» EXERCISE AIM:
Continue the review below of Theatre Artists Studio's production of THE CLEAN HOUSE, starting after its last sentence.

» DOCUMENT SECTION:
----

The production runs through March 9th at Theatre Artists Studio in Scottsdale, AZ.
Sarah Ruhl is one of contemporary theater’s most distinctive voices, known for her poetic, whimsical storytelling that blends the everyday with the surreal. A playwright with a gift for balancing humor and heartbreak, she has built a body of work that reimagines classical myths (Eurydice), probes Victorian repression (In the Next Room, or The Vibrator Play), and explores modern alienation (Dead Man’s Cell Phone). Her plays often subvert theatrical conventions, weaving magical realism into narratives that examine love, loss, and human connection with striking emotional clarity.
A finalist for the 2004 Pulitzer Prize, THE CLEAN HOUSE exemplifies her signature style—melding comedy, tragedy, and fantasy to create a meditation on how people grapple with grief, love, and their own imperfections. In Theatre Artists Studio’s current production (running through March 9th), the cast brings energy and enthusiasm to Ruhl’s idiosyncratic characters, creating an experience that is both entertaining and thought-provoking.
At the heart of the story is Matilde, a Brazilian housekeeper who loathes cleaning but finds solace in crafting the perfect joke. She works for Lane, a rigidly composed doctor whose carefully curated life unravels when she learns her husband, Charles, has fallen in love with a cancer patient, Ana. Lane’s sister, Virginia, compensates for her own feelings of inadequacy by obsessively cleaning, conspiring with Matilde to keep Lane’s house in order—both literally and metaphorically. Ruhl orchestrates these characters in an intricate dance of humor and sorrow, punctuated by fantasy sequences that deepen the play’s exploration of love and grief.

----

» PROVIDED RECORDS:
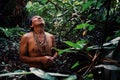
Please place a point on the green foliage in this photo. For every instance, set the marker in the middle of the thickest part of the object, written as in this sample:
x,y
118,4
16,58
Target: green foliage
x,y
85,26
75,65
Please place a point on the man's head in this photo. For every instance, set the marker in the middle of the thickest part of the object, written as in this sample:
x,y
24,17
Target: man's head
x,y
37,21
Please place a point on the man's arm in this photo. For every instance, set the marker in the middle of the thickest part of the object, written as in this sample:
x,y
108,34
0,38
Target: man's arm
x,y
54,45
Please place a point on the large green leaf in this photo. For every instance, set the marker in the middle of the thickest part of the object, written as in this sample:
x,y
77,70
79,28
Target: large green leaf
x,y
74,45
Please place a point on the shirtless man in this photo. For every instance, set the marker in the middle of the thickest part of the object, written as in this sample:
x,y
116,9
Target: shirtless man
x,y
36,46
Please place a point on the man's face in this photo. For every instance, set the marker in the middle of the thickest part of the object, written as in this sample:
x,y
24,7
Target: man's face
x,y
38,21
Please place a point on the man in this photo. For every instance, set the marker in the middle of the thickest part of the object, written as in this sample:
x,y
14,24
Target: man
x,y
36,46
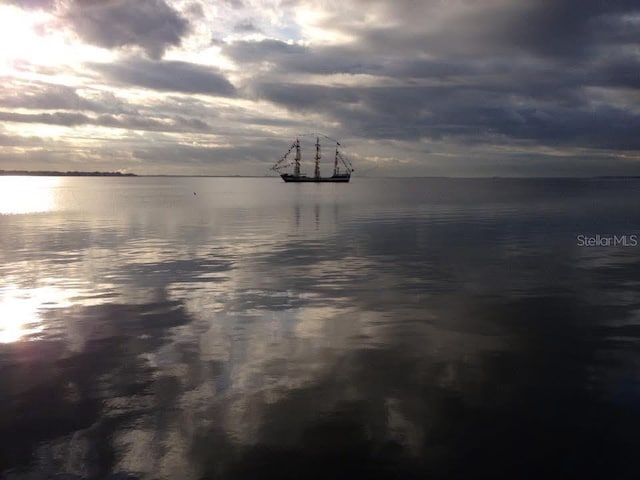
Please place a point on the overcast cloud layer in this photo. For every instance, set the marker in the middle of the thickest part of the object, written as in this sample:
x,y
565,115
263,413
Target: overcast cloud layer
x,y
499,87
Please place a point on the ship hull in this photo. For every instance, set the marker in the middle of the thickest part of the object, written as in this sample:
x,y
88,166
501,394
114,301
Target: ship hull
x,y
304,179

----

» RESPONSE TO THE TASK:
The cast delivers a lively and engaging performance, embracing the play’s offbeat rhythms. However, while they bring zest to their roles, the production leans more into the comedy than the deeper emotional undercurrents that make THE CLEAN HOUSE so resonant. Moments of grief, love, and existential reflection feel somewhat underdeveloped, leaving the play’s more poignant themes just out of reach.
The first act is engaging and well-paced, with the cast delivering sharp comedic beats and establishing the play’s delicate balance between humor and melancholy. However, the second act becomes increasingly chaotic, particularly during a surreal surgery scene and moments of heightened theatricality that seem to overwhelm rather than deepen the play’s emotional impact. While this shift reflects Ruhl’s signature style—blurring reality and fantasy to explore love, loss, and control—the production doesn’t always navigate this transition smoothly. As a result, some of the play’s more profound themes risk being lost in the frenzy, leaving the audience entertained but perhaps a bit bewildered.
Michelle Herro brings charm and playfulness to Matilde, effectively capturing her blend of melancholy and mischief, while her untranslated Portuguese jokes reinforce the theme of untranslatable emotions and cultural dissonance.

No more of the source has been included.